**Problems and tasks**.
1. Answer these questions from the genome assembly abstract:
(a) Which caddisfly species was sequenced to compare ONT and HiFi assemblies?
(b) How many plant and animal genomes did the data-type comparison cover?
(c) What do the authors declare about competing interests?
2. Transcribe the genome assembly abstract without changes, starting at "Significance statement Understanding" and ending at "future genome studies.".

**Selected excerpt**.

Abstract
Generating the most contiguous, accurate genome assemblies given available sequencing technologies is a long-standing challenge in genome science. With the rise of long-read sequencing, assembly challenges have shifted from merely increasing contiguity to correctly assembling complex, repetitive regions of interest, ideally in a phased manner. At present, researchers largely choose between two types of long read data: longer, but less accurate sequences, often generated with Oxford Nanopore (ONT) technology, or highly accurate, but shorter, reads typically generated with Pacific Biosciences HiFi. To understand how both technologies influence genome assembly and to clarify how scale of data (i.e., mean length and sequencing depth) influence outcomes, we compared genome assemblies for a caddisfly, Hesperophylax magnus, generated with ONT and HiFi data. Despite shorter reads and less coverage, HiFi reads outperformed ONT reads in all assembly metrics tested and allowed for accurate assembly of the repetitive ∼20-Kb H-fibroin gene. Next, we quantified the influence of data type on genome assemblies across 6,750 plant and animal genomes. We show that HiFi reads consistently outperform all other data types for both plants and animals and may represent a particularly valuable tool for assembling complex plant genomes. To realize the promise of biodiversity genomics, we call for greater uptake of highly accurate long-reads in future studies.
Significance statement Understanding how types of sequence data influence genome assembly is an important aspect of genome science. In general, more data–i.e., longer reads, greater depth of coverage–often yields better genome assemblies. However, it is unclear how highly accurate long-read sequence data (e.g., PacBio HiFi) compare to noisier long-read data. We showed that HiFi outperformed noisier long-read data for a caddisfly species in terms of assembly contiguity and resolution of the highly repetitive ∼20-Kb H-fibroin gene. We also showed that this outperformance likely extends to all animals and plants via a field-wide meta-analysis. Thus, long-read accuracy should be emphasized in future genome studies.
Competing Interest Statement
The authors have declared no competing interest.

**Data for review**.
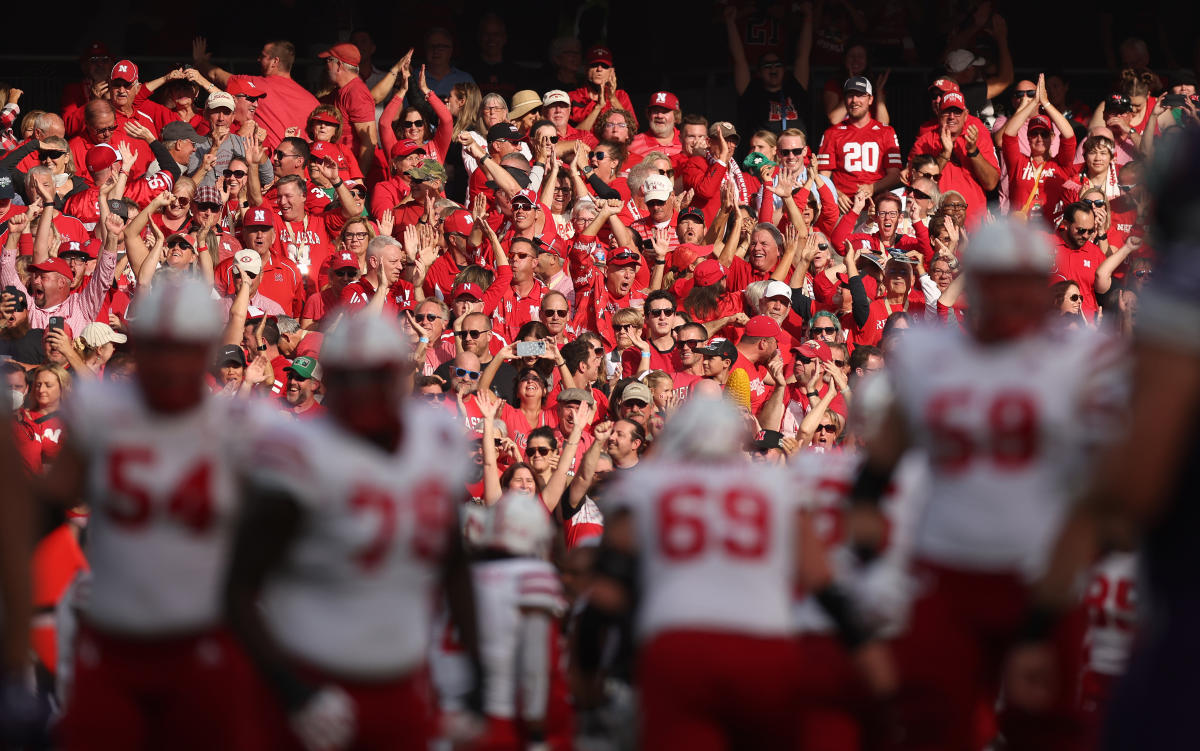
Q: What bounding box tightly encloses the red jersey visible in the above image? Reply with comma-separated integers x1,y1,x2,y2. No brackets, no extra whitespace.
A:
817,119,902,196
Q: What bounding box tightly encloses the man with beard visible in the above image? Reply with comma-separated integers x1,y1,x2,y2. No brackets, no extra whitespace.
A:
629,91,683,161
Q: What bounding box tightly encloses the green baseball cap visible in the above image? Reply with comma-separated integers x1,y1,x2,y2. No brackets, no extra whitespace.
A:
283,358,322,380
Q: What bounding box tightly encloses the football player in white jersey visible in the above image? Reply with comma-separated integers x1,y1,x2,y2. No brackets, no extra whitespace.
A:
44,281,268,750
226,312,479,750
472,491,571,751
592,397,890,749
851,221,1124,750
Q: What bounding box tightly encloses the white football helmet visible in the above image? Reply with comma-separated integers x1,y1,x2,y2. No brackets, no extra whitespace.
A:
962,218,1054,275
484,491,554,558
128,278,223,344
320,312,408,370
654,393,749,461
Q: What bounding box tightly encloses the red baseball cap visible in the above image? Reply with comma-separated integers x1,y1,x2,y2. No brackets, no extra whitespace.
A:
442,209,475,236
671,242,713,271
308,140,338,162
692,258,725,287
647,91,679,109
793,340,833,362
29,256,74,280
390,138,425,158
745,316,784,338
588,44,612,66
937,91,967,112
317,42,362,66
1025,115,1054,133
450,282,484,301
329,251,359,271
108,60,138,83
226,76,266,96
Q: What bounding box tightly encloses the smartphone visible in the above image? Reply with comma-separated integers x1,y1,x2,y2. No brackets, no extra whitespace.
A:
516,340,546,358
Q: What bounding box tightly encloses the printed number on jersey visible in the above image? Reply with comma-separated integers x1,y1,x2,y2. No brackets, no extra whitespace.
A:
841,140,880,172
658,485,770,560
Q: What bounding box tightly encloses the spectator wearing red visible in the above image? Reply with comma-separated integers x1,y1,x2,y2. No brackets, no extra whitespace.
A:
1051,202,1112,322
568,44,637,131
1001,76,1075,220
629,91,683,161
817,76,902,201
192,40,320,150
911,91,1000,228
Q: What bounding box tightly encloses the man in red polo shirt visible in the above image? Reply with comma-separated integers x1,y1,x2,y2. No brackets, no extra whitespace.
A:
629,91,683,161
817,76,901,201
215,206,306,319
910,91,1000,228
317,43,379,175
1050,202,1112,320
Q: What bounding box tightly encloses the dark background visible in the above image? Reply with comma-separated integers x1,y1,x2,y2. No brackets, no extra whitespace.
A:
0,0,1200,150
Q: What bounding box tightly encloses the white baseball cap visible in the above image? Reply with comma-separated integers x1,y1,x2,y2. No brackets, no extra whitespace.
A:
128,280,223,344
320,311,408,370
642,175,674,200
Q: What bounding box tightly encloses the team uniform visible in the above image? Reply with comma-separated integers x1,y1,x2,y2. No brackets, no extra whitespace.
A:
604,459,800,749
244,395,469,747
817,120,904,196
62,381,268,750
888,328,1124,749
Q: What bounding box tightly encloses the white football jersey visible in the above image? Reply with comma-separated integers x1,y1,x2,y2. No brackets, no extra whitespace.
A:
251,401,469,679
888,328,1126,579
601,461,799,639
1084,552,1138,675
472,558,566,719
65,380,275,636
790,451,929,635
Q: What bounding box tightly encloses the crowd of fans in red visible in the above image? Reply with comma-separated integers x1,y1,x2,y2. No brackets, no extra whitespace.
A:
0,7,1200,743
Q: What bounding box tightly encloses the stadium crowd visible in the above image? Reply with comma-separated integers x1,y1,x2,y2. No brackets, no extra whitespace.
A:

**Set of answers**.
1.
(a) Hesperophylax magnus
(b) 6,750
(c) They have no competing interest.

2.
Significance statement Understanding how types of sequence data influence genome assembly is an important aspect of genome science. In general, more data–i.e., longer reads, greater depth of coverage–often yields better genome assemblies. However, it is unclear how highly accurate long-read sequence data (e.g., PacBio HiFi) compare to noisier long-read data. We showed that HiFi outperformed noisier long-read data for a caddisfly species in terms of assembly contiguity and resolution of the highly repetitive ∼20-Kb H-fibroin gene. We also showed that this outperformance likely extends to all animals and plants via a field-wide meta-analysis. Thus, long-read accuracy should be emphasized in future genome studies.